[START]

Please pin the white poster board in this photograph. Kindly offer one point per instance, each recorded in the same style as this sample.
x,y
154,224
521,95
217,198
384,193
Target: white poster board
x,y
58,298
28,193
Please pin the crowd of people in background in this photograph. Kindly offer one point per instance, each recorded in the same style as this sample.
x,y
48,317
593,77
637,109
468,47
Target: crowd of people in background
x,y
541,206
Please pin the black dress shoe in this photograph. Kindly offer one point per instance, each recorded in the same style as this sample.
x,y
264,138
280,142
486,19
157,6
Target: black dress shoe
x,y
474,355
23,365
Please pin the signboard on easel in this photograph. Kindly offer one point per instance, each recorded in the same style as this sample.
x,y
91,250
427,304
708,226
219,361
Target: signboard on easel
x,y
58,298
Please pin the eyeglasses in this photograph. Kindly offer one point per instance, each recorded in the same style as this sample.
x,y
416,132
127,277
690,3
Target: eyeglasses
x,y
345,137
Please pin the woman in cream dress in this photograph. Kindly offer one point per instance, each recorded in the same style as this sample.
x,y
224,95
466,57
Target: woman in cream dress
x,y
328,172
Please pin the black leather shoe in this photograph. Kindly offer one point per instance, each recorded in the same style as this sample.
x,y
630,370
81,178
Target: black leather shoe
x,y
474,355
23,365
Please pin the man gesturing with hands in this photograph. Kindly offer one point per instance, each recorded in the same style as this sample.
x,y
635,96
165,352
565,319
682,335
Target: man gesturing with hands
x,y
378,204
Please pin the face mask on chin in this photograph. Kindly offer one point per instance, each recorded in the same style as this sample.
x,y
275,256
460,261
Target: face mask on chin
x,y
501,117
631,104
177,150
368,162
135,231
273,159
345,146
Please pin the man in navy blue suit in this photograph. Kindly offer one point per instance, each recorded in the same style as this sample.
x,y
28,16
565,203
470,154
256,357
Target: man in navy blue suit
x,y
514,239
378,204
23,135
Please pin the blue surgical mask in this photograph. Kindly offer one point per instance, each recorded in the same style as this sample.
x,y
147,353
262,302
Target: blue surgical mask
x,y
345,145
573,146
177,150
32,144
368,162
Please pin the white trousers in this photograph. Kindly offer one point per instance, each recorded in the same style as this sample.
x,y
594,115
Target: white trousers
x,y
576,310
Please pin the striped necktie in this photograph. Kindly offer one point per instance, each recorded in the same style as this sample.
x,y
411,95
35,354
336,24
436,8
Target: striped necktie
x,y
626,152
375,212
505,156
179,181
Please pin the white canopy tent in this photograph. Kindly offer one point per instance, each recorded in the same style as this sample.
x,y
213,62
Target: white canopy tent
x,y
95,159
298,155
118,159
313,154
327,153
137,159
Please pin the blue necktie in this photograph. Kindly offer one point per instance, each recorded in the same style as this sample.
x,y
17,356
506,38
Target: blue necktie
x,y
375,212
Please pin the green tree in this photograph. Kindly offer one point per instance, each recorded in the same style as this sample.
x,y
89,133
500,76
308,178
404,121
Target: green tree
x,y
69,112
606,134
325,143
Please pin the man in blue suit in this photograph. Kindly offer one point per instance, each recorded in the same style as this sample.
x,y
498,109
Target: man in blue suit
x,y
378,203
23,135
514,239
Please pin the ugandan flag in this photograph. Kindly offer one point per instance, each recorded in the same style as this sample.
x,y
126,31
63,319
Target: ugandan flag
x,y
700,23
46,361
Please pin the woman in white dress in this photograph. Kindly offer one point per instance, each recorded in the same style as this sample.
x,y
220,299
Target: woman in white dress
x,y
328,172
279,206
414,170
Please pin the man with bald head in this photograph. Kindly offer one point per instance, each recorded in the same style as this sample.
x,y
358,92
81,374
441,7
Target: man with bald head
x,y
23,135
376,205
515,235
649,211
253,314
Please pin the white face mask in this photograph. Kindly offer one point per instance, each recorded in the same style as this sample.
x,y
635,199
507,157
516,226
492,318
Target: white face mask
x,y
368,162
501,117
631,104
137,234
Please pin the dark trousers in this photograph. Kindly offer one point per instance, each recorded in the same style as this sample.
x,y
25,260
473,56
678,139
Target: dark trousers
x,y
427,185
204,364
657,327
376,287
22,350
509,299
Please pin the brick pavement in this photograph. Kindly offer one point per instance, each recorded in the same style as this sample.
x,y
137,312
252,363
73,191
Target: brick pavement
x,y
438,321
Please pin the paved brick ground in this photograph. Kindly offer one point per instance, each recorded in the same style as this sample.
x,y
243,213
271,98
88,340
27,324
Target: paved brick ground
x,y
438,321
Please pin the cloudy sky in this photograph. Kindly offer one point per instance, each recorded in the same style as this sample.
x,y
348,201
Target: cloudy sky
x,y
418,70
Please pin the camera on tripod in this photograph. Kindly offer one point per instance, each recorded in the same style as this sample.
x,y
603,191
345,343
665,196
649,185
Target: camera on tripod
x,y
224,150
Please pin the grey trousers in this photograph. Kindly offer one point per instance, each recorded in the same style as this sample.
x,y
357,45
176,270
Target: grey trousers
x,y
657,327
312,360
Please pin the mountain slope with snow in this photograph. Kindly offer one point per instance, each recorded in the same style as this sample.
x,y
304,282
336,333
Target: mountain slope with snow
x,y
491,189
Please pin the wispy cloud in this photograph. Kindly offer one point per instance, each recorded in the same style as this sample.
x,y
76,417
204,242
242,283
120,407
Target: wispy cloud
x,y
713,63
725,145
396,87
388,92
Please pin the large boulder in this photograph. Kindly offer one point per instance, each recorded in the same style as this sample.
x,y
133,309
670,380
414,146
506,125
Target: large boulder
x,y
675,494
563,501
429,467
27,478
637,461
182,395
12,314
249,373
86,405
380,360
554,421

[END]

● Written request:
Every record shown above should be written out again exactly.

● Expected answer:
Please pin the white poster board in this photograph. Kindly offer one point per instance, each recorded in the same style as this sample.
x,y
154,224
521,95
217,198
384,193
Target: white poster board
x,y
58,298
28,193
Please pin the crowd of people in background in this photograph. Kindly offer one point per instance, each recorded in the same style as this sample.
x,y
48,317
593,77
637,109
468,47
Target: crowd of people in background
x,y
541,206
Please pin the black dress shoe in this photograph. Kindly offer one point per instance, each recorded in the same style as this sample.
x,y
264,138
280,142
486,19
157,6
Target: black dress shoe
x,y
474,355
23,365
Please pin the signboard on easel in this photograph. Kindly offer one point per instance, each recorded in the same style as this sample.
x,y
91,250
427,304
708,226
219,361
Target: signboard on easel
x,y
58,298
Please pin the eyeglasses in this photograph. Kindly offer one point per instance, each recorded in the same style as this sample.
x,y
416,132
127,277
690,3
Target: eyeglasses
x,y
345,137
Please pin the woman in cream dress in this photograph. Kindly offer one point per instance, each recorded in the same style as this sample.
x,y
224,95
466,57
Target: woman in cream dress
x,y
328,172
Please pin the black leather shoe in this photograph. Kindly offer one point per instance, each recorded in the same style as this sample.
x,y
630,370
81,178
Target: black leather shoe
x,y
474,355
23,365
Please pin the man gesturing with hands in this photograph. Kindly offer one point per instance, each recorded in the same style as this sample.
x,y
635,96
165,352
565,319
682,335
Target: man gesturing with hands
x,y
378,204
Please pin the face mask on chin in this photograph. Kindly offer one point per instance, each recorded in the same style as this sample.
x,y
275,256
460,261
Target: face mask on chin
x,y
501,117
631,104
177,150
368,162
135,231
273,159
345,146
Please pin the man in navy blue suit in this photograph. Kindly offer one point per instance, each recorded in the same style as this sample.
x,y
28,16
565,203
470,154
256,357
Target: man in navy blue suit
x,y
514,239
378,204
23,135
Please pin the blue surgical mask in this photograph. Kindly offer one point per instance, each recorded in the same style as this sample.
x,y
147,353
262,302
Target: blue surgical mask
x,y
345,145
573,146
177,150
32,144
368,162
Please pin the white trousers in this photograph. Kindly offer one point per instance, each recorded in the same style as this sample.
x,y
594,115
Target: white trousers
x,y
576,310
Please pin the striped necktie in this photograph. Kindly offer one point per instance, each recorded in the same style as this sample.
x,y
411,95
35,354
336,24
436,8
Target: striped necktie
x,y
626,152
375,212
505,156
179,181
Please pin the white canopy tent in this photograph. Kindly offer one point per instance, each recorded in the same style as this sample.
x,y
213,62
Target: white canopy tent
x,y
95,159
298,155
118,159
313,154
327,153
137,159
Please pin the blue necktie in this photograph. Kindly offer one point per instance, each recorded in the same style as this sample.
x,y
17,356
506,38
Target: blue necktie
x,y
375,212
Please pin the green tree in this photograph. Kindly offer one point per instance, each recorded in the same style as this sample.
x,y
89,133
500,76
308,178
404,121
Target: green tree
x,y
69,112
606,134
325,143
Please pin the man in blue suit in this photograph. Kindly offer one point per instance, each recorded in the same style as this sample.
x,y
498,109
Target: man in blue suit
x,y
378,203
23,135
514,239
Please pin the ugandan flag in this photograph. Kindly offer one point per instance, each recorded in the same style as this sample.
x,y
126,31
63,319
Target: ugandan flag
x,y
700,23
46,361
Please pin the woman in white dress in this photograph. Kindly offer one point per instance, each recorded in the same style as this sample.
x,y
220,299
Target: woman in white dress
x,y
328,172
279,206
414,170
Please pin the man with bald head in this photograph. Kindly offer one point per instance, each recorded in the same style as this sample.
x,y
358,92
81,374
441,7
Target: man with bald head
x,y
23,135
376,205
515,235
649,211
253,314
Please pin the white face mask in this photograph. Kindly offer one point per instance, each recorded in the same style as this sample.
x,y
635,199
507,157
516,226
492,318
Target: white face mask
x,y
368,162
501,117
631,104
137,234
Please pin the dark trousers in this photograph. Kindly offer one point per instance, each recorded in the same style as this sample.
x,y
25,260
473,56
678,139
Target: dark trousers
x,y
427,185
204,364
657,327
376,287
22,350
509,299
Please pin the brick pavement in this photograph. Kindly offer one point per instance, each recorded in the same style as this sample.
x,y
137,312
252,363
73,191
Target: brick pavement
x,y
438,321
Please pin the paved brick ground in this photograph. Kindly offer one point per instance, each recorded in the same style as this sample.
x,y
243,213
271,98
88,340
27,324
Target: paved brick ground
x,y
438,321
Please pin the cloudy sky in this photograph. Kindly offer one point per instance, each recorded in the same style as this sample.
x,y
348,201
Target: cloudy sky
x,y
418,70
Please pin the camera on tripod in this photograph. Kindly offer one point per instance, each recorded in the same style as this sample.
x,y
603,191
345,343
665,196
649,185
Target: camera on tripod
x,y
224,150
Please pin the grey trousers in this photograph. Kindly offer one point per instance, each recorded in the same style as this sample.
x,y
357,45
176,270
Target: grey trousers
x,y
657,327
312,360
Please pin the mountain slope with snow in this photograph. Kindly offer one point per instance, each recorded in the same style as this sample.
x,y
304,282
336,333
Target: mountain slope with snow
x,y
491,189
Please pin the wispy cloud in this photograph. Kindly offer one point per instance, each recorded in the same style as this sample.
x,y
76,417
204,242
242,283
120,407
Target: wispy cloud
x,y
713,63
725,145
396,87
388,92
Please pin the large boulder in this photograph. Kindly offer one point per instance, each recorded in the same style as this sample.
x,y
133,309
670,380
414,146
506,125
Target: large boulder
x,y
675,494
563,501
429,467
27,478
637,461
182,395
12,314
249,373
86,405
380,360
554,421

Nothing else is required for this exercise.